| EXERCISE DESCRIPTION |
The records that follow must be transcribed in full, without any change.
=== EXTRACTED DATA ===
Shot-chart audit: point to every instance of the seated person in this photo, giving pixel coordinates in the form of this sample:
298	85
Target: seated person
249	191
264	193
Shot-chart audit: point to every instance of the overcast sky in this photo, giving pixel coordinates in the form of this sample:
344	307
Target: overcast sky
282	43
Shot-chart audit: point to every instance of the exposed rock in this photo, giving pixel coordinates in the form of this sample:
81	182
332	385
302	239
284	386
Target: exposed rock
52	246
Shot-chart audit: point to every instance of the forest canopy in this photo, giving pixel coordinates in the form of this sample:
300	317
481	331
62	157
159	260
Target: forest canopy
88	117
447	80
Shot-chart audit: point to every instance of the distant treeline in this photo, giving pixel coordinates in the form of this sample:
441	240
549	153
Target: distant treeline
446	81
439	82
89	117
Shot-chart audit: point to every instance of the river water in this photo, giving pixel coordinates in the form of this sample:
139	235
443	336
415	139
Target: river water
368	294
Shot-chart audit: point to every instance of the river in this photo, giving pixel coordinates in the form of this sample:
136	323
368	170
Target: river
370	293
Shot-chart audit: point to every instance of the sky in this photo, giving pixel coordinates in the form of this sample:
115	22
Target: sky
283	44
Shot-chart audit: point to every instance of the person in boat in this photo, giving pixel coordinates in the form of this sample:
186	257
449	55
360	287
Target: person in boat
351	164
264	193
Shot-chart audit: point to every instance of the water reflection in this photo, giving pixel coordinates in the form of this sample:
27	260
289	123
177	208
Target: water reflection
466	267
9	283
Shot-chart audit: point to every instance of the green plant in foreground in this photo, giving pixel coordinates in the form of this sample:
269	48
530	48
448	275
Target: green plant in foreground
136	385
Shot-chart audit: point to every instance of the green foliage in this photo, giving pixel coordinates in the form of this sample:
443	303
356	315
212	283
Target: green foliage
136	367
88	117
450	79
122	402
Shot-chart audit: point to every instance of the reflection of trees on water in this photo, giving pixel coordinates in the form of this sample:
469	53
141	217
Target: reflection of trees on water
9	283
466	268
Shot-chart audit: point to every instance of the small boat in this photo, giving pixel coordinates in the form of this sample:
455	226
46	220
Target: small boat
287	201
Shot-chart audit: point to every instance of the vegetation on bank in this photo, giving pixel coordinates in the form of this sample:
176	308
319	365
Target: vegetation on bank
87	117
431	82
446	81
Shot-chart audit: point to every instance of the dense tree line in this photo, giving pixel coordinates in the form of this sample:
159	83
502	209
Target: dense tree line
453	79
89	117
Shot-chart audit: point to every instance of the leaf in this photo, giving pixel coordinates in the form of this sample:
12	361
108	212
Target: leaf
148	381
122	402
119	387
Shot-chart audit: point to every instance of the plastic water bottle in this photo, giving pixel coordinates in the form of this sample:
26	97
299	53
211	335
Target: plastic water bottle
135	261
===
| YOUR RESPONSE |
Shot-chart audit: point to every instance of the seated person in this photo, giving pixel coordinates in the form of this sample:
298	85
Target: seated person
249	191
264	193
Shot-chart audit: point to every instance of the overcast sky in this photo, giving pixel coordinates in the form of this sample:
344	307
Target: overcast sky
282	43
Shot-chart audit: point to every instance of the exposed rock in this photo, giving pixel coordinates in the form of this sample:
81	182
332	385
302	239
284	386
Target: exposed rock
52	246
Shot-chart audit: point to every instance of the forest canopy in this photo, giving pixel coordinates in the form of this sample:
300	317
481	331
62	157
159	260
Target: forest canopy
88	117
447	80
Shot-chart audit: point to every instance of the distant treeline in this photo, giving pixel coordinates in the form of this sample:
441	240
549	153
Target: distant treeline
446	81
439	82
89	117
Shot-chart audit: point to every instance of the river water in this photo, giving pixel coordinates in the form of this sample:
139	235
443	336
415	139
Target: river water
368	294
Shot-chart audit: point to every instance of the river in this photo, giving pixel coordinates in the form of this sample:
136	323
368	170
Target: river
370	293
Shot-chart audit: point to every instance of the sky in this photo, giving pixel coordinates in the form of this sample:
115	22
Target: sky
283	44
Shot-chart audit: point to every instance of the person in boat in this photo, giving pixel coordinates in the form of this sample:
186	257
449	55
360	287
Target: person in boat
351	164
264	193
Shot-chart audit: point to every instance of the water reflection in this photo, giving pixel coordinates in the form of this sample:
27	260
289	123
177	208
Target: water reflection
466	267
9	283
Shot-chart audit: point to every instance of the green plant in foreground in this photo, giving pixel coordinates in the form of this sample:
269	48
530	48
448	275
Target: green plant in foreground
136	385
Shot-chart audit: point to every instance of the green foliage in this photo, giving pixel coordinates in the form of this sample:
443	303
356	315
212	283
Target: green foliage
136	367
88	117
450	79
122	402
Shot-chart audit: point to every instance of the reflection of trees on water in this photo, giving pixel coordinates in the form of this sample:
469	53
141	217
Target: reflection of trees on water
9	283
466	268
Shot-chart audit: point to every instance of the small boat in this photo, giving pixel coordinates in the form of this sample:
455	226
46	220
Target: small boat
287	201
Shot-chart audit: point to every instance of the vegetation on bank in this photo, giving pixel coordinates in the form of this sample:
176	308
319	365
Target: vegetation on bank
87	117
431	82
446	81
Shot-chart audit: point to every instance of the dense tree line in this photo, giving pixel coordinates in the form of this sample:
159	83
502	209
Target: dense tree line
453	79
89	117
Shot-chart audit: point to every instance of the leaf in this photo, giving pixel coordinates in the form of this sample:
12	361
108	212
Target: leaf
148	381
122	402
119	387
Shot-chart audit: point to every instance of the plastic water bottle in this photo, giving pixel coordinates in the form of this sample:
26	97
299	53
211	335
Target: plastic water bottle
135	261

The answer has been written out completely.